-- HOW TO COMPLETE THIS TASK --
As you look over the data below, please find each line where the word "positive" appears, then copy it.
###
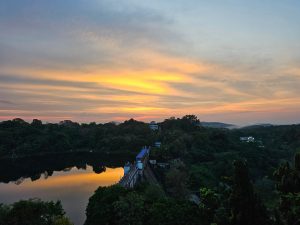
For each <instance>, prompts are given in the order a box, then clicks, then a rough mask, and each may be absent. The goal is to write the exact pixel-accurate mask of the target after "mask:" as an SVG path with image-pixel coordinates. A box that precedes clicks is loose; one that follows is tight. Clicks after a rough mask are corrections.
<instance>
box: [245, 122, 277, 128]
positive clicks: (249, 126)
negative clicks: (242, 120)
mask: <svg viewBox="0 0 300 225" xmlns="http://www.w3.org/2000/svg"><path fill="white" fill-rule="evenodd" d="M272 126H274V125H273V124H270V123H261V124H254V125H249V126H245V127H241V128H242V129H254V128H260V127H272Z"/></svg>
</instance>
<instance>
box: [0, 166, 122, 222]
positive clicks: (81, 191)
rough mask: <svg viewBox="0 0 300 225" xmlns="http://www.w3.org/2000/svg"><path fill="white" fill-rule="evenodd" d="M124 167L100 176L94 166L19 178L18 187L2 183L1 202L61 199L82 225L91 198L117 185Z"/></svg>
mask: <svg viewBox="0 0 300 225" xmlns="http://www.w3.org/2000/svg"><path fill="white" fill-rule="evenodd" d="M123 174H124V170H123V168H114V169H113V168H106V170H105V171H104V172H102V173H100V174H97V173H95V172H94V171H93V168H92V167H91V166H87V168H86V170H83V169H77V168H76V167H73V168H72V169H71V170H65V171H56V172H54V173H53V174H52V176H49V177H47V179H45V176H44V175H43V174H42V175H41V177H40V179H38V180H35V181H32V180H31V178H25V179H20V180H19V184H18V185H17V184H16V183H15V182H10V183H8V184H5V183H0V199H1V202H3V203H13V202H16V201H19V200H20V199H30V198H41V199H42V200H53V201H56V200H61V201H62V204H63V207H64V209H65V210H66V212H67V215H68V216H70V218H71V219H72V220H73V221H76V225H77V224H83V222H84V219H85V214H84V212H85V208H86V205H87V203H88V199H89V197H90V196H91V195H92V194H93V193H94V191H95V190H96V189H97V188H98V187H99V186H109V185H112V184H115V183H117V182H118V181H119V180H120V178H121V177H122V176H123Z"/></svg>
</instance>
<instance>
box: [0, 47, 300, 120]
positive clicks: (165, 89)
###
-- EXERCISE RESPONSE --
positive clicks: (249, 126)
positive clicks: (81, 191)
positive clicks: (165, 89)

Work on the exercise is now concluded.